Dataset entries
=-=-=-=-=

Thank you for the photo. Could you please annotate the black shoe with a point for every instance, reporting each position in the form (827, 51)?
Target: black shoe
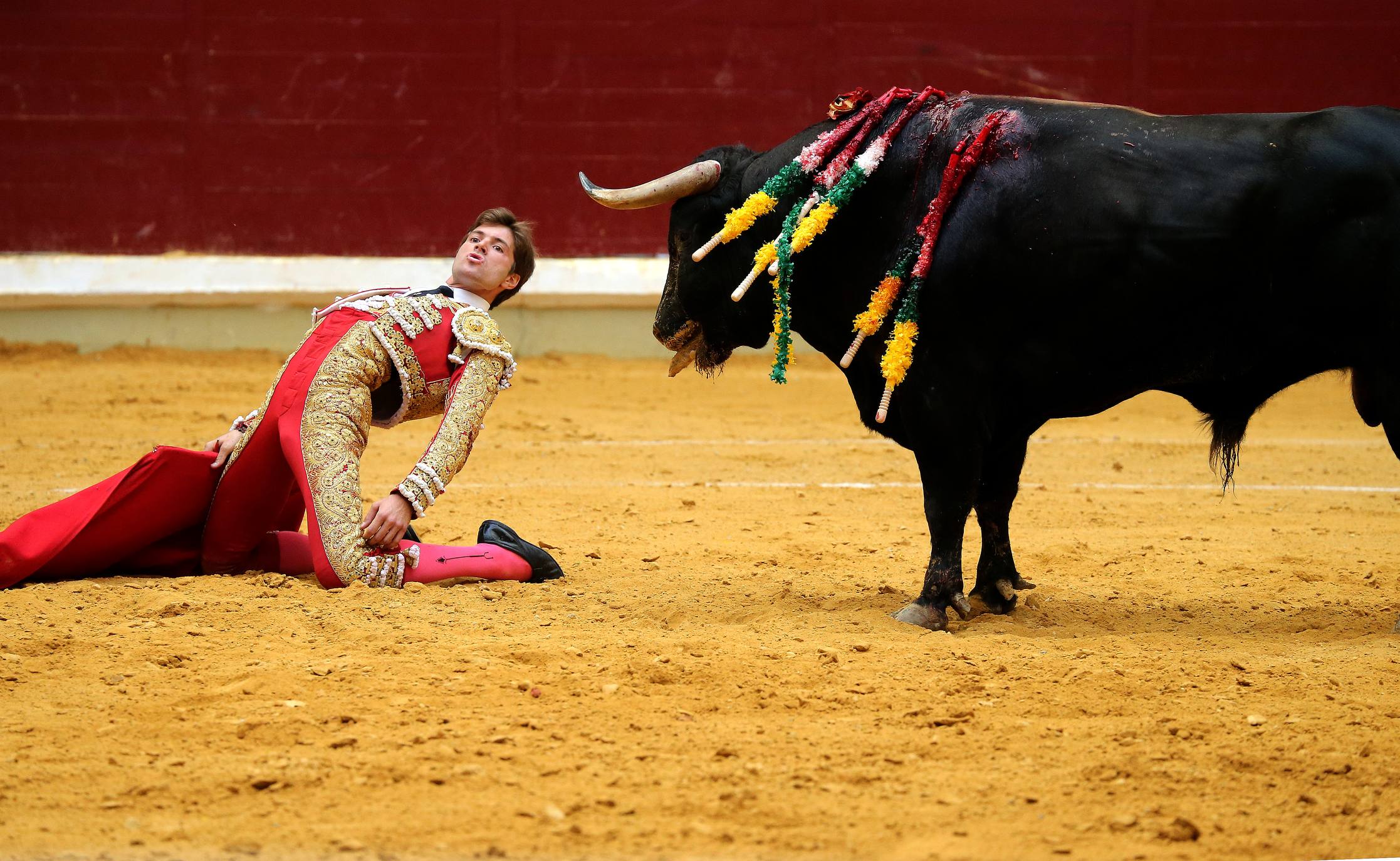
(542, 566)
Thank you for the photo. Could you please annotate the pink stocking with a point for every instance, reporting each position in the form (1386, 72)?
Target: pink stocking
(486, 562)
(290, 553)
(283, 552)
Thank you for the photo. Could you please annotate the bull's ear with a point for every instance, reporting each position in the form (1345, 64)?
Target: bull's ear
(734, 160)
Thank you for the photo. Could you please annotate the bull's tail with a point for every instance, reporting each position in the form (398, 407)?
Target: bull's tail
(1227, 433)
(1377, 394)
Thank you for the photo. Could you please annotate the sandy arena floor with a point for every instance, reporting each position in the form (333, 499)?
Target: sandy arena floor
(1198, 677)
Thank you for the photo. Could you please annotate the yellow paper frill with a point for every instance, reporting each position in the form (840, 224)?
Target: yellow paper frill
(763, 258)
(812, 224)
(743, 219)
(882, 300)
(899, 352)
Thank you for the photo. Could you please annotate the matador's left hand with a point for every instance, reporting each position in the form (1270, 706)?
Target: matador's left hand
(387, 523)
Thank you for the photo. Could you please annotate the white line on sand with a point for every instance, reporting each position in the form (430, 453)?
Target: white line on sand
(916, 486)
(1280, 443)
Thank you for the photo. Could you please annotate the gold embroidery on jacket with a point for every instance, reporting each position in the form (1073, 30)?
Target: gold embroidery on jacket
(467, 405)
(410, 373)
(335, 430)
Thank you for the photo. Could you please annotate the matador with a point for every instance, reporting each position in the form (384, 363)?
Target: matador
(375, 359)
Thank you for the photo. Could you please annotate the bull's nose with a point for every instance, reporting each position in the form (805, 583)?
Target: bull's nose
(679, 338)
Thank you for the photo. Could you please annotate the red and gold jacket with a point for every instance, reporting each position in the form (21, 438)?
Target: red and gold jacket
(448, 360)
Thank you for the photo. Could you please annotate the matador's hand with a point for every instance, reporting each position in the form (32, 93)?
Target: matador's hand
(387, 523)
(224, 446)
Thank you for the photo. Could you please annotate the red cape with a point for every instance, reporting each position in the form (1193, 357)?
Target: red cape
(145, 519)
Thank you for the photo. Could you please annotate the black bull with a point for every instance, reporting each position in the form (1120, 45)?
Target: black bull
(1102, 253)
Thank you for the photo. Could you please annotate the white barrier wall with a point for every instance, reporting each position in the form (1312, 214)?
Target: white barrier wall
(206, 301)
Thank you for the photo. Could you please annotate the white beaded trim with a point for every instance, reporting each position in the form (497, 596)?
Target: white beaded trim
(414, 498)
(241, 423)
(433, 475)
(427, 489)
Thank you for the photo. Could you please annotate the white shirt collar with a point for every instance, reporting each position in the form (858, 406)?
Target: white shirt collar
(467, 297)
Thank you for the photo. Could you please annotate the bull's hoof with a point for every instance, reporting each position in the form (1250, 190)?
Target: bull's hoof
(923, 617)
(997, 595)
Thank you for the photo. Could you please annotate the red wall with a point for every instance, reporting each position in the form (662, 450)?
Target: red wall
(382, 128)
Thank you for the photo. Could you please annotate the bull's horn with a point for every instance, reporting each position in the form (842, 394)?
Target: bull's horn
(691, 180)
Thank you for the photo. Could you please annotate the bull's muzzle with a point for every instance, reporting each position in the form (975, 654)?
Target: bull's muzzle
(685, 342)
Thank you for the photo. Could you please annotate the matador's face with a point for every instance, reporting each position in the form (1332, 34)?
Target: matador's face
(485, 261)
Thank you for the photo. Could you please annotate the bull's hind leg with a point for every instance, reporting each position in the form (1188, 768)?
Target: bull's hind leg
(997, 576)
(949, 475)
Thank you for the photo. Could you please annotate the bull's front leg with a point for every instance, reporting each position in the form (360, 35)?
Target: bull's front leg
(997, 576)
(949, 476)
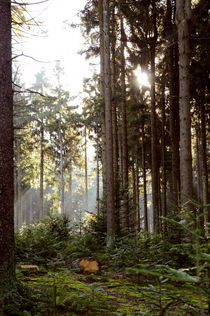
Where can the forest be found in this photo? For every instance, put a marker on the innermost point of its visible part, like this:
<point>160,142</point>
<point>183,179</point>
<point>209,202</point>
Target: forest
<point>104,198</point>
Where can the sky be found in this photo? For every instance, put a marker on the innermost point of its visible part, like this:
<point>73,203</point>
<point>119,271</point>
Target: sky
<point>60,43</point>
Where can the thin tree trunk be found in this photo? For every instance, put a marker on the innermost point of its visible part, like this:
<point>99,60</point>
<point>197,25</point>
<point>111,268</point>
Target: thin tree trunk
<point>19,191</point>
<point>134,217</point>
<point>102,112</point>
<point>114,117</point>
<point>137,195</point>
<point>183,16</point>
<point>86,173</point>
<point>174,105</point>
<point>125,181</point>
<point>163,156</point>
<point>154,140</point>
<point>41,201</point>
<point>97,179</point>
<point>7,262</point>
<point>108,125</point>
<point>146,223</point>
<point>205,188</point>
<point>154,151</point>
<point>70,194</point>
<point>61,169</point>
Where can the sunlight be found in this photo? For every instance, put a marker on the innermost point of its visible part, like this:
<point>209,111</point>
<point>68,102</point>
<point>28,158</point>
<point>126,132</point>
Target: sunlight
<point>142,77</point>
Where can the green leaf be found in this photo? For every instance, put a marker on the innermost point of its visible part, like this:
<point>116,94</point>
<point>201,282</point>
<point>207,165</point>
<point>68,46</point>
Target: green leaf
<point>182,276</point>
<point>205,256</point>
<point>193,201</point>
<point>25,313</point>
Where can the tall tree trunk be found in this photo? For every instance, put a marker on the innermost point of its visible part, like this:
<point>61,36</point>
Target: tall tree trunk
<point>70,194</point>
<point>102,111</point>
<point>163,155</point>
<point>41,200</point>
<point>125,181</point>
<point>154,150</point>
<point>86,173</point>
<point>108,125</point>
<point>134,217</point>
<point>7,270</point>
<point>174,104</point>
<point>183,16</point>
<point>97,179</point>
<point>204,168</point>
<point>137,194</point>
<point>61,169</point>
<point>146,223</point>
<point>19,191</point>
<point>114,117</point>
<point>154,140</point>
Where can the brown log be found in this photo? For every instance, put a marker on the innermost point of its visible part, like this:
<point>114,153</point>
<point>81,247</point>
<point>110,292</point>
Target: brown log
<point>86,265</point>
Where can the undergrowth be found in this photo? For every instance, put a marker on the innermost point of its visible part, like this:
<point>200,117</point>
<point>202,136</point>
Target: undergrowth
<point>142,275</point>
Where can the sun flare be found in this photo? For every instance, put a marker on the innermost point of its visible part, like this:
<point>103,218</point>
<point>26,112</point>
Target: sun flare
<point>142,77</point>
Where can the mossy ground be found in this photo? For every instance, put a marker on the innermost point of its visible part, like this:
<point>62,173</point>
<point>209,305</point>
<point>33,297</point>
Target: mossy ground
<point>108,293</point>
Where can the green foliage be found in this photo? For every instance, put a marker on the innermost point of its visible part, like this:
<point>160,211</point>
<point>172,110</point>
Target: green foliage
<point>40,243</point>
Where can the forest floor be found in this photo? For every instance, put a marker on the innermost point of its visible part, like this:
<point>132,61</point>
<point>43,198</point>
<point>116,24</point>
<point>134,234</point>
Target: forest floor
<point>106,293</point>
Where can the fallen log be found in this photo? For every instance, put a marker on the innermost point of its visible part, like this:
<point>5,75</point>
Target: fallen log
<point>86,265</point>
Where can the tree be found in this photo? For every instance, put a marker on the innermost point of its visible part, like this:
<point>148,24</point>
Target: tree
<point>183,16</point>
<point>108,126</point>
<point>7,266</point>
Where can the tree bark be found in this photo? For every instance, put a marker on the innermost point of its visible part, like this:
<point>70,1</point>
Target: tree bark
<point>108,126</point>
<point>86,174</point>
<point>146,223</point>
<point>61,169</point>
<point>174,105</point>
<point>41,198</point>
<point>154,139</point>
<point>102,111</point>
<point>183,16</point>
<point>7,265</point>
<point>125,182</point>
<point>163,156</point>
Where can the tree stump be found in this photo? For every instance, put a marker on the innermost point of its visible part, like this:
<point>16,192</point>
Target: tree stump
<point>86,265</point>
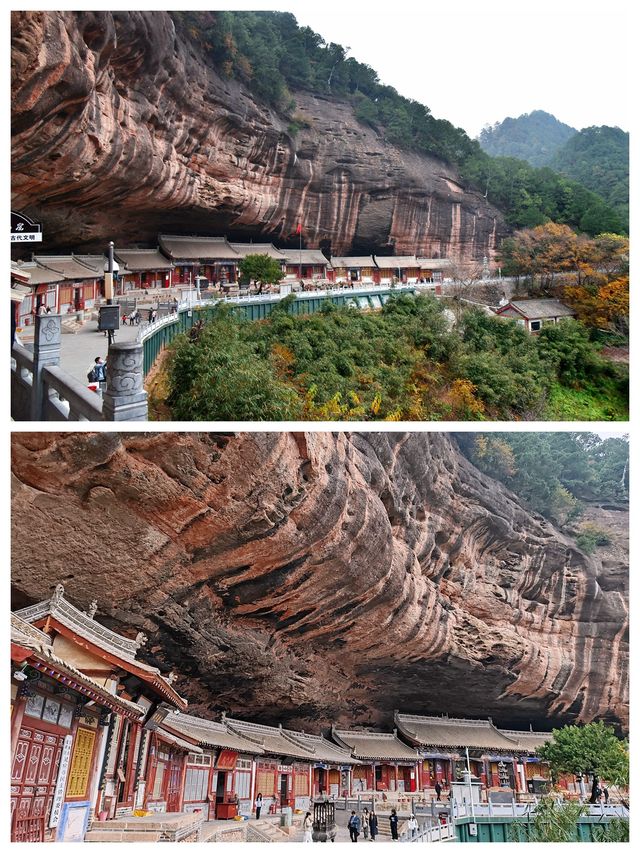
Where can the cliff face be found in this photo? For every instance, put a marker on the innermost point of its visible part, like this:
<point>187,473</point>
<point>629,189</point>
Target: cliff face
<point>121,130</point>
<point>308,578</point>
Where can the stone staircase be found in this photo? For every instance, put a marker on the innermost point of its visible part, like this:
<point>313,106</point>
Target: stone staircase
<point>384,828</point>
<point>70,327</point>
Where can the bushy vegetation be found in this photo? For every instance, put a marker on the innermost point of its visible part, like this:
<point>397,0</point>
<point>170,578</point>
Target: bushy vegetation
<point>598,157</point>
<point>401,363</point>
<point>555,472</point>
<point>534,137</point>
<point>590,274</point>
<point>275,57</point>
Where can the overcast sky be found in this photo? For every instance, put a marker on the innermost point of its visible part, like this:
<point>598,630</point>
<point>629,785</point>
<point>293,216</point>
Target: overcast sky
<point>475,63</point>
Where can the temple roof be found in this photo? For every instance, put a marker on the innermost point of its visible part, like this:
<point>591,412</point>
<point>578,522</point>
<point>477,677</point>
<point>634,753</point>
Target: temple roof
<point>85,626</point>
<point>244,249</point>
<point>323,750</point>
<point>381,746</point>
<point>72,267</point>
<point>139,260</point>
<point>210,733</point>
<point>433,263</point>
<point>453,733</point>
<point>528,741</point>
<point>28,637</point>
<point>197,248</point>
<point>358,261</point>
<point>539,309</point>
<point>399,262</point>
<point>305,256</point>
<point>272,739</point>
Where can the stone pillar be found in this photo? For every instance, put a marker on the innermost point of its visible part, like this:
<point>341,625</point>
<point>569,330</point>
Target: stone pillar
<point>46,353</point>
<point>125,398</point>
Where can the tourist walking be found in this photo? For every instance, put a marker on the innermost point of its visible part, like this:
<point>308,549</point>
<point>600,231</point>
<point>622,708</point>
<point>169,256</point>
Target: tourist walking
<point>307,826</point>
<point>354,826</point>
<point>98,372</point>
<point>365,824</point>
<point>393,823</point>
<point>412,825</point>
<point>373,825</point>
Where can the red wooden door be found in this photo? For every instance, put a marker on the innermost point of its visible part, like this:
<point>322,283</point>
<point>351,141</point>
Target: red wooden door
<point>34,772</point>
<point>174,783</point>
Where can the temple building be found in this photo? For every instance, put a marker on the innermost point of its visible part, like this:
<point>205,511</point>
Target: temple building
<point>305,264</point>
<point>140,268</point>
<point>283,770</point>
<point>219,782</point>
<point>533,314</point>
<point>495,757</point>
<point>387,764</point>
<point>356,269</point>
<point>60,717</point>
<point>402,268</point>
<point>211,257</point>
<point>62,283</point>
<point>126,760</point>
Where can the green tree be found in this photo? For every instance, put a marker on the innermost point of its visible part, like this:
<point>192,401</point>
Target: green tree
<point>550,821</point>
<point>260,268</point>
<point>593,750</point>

=-=-=-=-=

● Written problem: Give back exactly the lines that run from the line with "Where can the tourist" through the close of the material, counting both ends, and nothing more.

● Solution for this problem:
Where can the tourist walking be found in this photo? For every instance, put a marker on the innermost point of its visible part, like this:
<point>308,549</point>
<point>600,231</point>
<point>622,708</point>
<point>169,256</point>
Target: tourist walking
<point>307,826</point>
<point>354,826</point>
<point>98,372</point>
<point>365,824</point>
<point>393,823</point>
<point>412,825</point>
<point>373,825</point>
Where can the red wooden door be found in this photo? For every instance, put a marker on the innermost point of its visible part, like this:
<point>322,283</point>
<point>351,141</point>
Target: red wooden door
<point>34,772</point>
<point>174,783</point>
Where can the temple building be found in this photo? For every instance, put a marker on the innermost point of its visible part, like this:
<point>205,511</point>
Target: temple building
<point>305,264</point>
<point>140,268</point>
<point>283,770</point>
<point>219,782</point>
<point>533,314</point>
<point>495,757</point>
<point>387,764</point>
<point>356,269</point>
<point>60,717</point>
<point>402,268</point>
<point>211,257</point>
<point>62,283</point>
<point>126,760</point>
Where can the green tree be found in this photo? For every instance, put a marker on the innermost point of its visible part, like this:
<point>192,401</point>
Target: green tree
<point>550,821</point>
<point>260,268</point>
<point>593,750</point>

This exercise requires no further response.